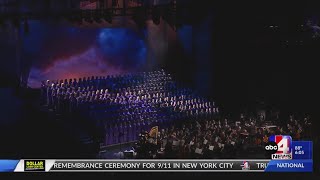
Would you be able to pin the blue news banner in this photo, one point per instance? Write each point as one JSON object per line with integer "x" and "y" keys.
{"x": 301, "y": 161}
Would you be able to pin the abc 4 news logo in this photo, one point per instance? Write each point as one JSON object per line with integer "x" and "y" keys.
= = =
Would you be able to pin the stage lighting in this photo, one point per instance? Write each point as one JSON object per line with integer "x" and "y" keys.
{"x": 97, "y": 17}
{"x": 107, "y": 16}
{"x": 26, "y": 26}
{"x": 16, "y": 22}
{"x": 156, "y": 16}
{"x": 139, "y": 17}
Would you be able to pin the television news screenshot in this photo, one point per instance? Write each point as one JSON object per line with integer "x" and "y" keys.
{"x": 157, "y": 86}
= = =
* [Exercise description] Of the lines above, extract only those from the line with "Would you be able to pin the blue" to the line with "Would you be able to pin the abc", both included, exactly as written.

* [Output for this task]
Would you be able to pin the blue news banner in this photo, one point per instance? Write each point as one JSON object per line with integer "x" and "y" keys.
{"x": 301, "y": 161}
Would you be able to pin the abc 4 news logo in this photo, one point per instance? Write each point as one JSON object per line with integer "x" and "y" keys.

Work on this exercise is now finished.